**Directions for this task**
Copy each line below holding "small".

**Extracted data entries**
☆ ☆ ☆ ☆ ☆ ☆ ☆

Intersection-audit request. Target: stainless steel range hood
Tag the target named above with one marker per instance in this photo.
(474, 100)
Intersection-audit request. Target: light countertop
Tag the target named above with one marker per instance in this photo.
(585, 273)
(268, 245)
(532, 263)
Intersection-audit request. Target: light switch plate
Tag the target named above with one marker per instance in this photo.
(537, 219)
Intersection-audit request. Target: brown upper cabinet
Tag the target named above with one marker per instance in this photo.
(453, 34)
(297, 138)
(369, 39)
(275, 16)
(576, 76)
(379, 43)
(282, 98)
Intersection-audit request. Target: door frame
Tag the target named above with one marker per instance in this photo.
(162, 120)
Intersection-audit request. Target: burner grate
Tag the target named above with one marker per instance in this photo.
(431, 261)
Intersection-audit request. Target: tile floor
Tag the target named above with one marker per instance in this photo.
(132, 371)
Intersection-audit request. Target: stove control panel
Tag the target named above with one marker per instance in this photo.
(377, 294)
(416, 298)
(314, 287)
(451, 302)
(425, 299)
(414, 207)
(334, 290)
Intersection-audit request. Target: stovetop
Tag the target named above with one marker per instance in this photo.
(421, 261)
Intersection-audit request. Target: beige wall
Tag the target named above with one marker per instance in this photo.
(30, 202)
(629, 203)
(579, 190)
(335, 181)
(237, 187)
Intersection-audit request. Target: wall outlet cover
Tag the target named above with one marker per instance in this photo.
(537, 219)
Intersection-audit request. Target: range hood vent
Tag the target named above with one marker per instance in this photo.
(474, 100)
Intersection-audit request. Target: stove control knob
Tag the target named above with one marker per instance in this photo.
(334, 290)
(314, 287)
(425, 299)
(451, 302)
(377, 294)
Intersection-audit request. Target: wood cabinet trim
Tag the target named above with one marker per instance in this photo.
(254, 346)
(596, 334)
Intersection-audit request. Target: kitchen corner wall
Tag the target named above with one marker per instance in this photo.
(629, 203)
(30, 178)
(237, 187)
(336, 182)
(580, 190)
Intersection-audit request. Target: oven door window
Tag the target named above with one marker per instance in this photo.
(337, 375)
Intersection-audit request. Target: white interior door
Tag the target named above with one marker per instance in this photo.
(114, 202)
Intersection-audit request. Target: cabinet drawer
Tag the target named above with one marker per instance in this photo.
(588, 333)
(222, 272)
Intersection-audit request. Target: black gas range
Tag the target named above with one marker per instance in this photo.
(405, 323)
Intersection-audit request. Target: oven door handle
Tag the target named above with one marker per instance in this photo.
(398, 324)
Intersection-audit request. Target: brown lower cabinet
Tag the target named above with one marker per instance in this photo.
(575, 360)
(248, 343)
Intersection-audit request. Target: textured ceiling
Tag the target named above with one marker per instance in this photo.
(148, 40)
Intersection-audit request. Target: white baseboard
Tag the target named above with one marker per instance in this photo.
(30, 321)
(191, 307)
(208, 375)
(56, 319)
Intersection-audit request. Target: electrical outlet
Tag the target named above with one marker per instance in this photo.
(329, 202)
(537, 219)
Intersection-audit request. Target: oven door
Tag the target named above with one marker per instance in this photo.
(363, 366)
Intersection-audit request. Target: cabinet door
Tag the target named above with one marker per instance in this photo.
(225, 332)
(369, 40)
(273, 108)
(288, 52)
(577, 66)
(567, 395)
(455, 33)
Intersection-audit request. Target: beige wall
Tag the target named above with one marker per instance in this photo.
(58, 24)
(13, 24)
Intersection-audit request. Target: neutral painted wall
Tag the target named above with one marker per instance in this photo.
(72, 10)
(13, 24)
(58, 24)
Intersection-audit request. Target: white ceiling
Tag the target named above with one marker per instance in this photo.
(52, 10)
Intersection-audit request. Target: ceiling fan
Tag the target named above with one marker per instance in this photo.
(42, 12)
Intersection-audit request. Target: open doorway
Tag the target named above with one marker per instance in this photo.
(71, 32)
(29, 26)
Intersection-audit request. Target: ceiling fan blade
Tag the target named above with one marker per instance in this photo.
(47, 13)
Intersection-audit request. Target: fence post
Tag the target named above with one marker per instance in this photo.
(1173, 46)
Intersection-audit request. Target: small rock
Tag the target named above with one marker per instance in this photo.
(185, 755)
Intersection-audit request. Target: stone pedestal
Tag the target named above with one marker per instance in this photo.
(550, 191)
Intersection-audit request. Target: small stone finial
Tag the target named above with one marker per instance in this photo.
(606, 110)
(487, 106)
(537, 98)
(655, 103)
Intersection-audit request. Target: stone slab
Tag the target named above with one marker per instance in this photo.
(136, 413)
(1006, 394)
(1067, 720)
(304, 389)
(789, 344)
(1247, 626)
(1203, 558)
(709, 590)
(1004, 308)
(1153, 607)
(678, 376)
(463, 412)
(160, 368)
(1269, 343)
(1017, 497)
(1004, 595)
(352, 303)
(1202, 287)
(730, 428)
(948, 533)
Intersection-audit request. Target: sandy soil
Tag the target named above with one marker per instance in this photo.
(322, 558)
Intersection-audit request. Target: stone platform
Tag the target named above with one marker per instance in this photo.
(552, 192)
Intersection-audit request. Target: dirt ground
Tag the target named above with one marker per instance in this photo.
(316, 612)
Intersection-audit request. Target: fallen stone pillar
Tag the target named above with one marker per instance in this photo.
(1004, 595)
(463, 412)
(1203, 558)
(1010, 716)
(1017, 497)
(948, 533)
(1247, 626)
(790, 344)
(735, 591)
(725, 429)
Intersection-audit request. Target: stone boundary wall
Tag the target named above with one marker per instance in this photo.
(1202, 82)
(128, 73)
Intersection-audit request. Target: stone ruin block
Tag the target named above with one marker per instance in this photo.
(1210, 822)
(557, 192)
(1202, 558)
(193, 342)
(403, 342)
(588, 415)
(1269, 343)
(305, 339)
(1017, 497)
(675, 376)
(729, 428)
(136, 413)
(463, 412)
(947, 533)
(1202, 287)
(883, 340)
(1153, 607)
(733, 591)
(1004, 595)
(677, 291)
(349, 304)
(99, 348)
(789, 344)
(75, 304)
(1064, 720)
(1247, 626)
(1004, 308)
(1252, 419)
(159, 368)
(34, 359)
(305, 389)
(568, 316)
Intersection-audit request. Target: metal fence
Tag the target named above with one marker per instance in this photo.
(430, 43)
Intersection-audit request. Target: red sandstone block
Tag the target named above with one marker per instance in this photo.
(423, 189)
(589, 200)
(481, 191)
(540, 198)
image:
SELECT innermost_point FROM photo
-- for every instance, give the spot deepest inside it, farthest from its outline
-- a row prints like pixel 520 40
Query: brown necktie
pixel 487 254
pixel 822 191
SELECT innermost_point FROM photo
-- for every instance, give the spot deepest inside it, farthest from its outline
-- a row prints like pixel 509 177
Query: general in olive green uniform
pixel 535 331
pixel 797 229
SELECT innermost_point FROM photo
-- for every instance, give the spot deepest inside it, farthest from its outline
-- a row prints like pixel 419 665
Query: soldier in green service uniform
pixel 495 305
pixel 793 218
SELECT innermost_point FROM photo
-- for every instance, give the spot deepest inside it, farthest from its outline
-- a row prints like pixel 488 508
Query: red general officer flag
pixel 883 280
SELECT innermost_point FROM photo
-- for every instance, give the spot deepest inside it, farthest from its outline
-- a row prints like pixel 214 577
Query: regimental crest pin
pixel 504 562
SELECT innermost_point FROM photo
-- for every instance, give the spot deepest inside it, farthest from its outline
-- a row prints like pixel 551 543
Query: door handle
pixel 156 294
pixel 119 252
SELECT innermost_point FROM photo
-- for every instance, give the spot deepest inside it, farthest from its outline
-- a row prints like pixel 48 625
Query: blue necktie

☆ ☆ ☆ ☆ ☆ ☆ ☆

**Your solution**
Intersection-audit request. Target: small rock
Intersection-audit request. Target: small stone finial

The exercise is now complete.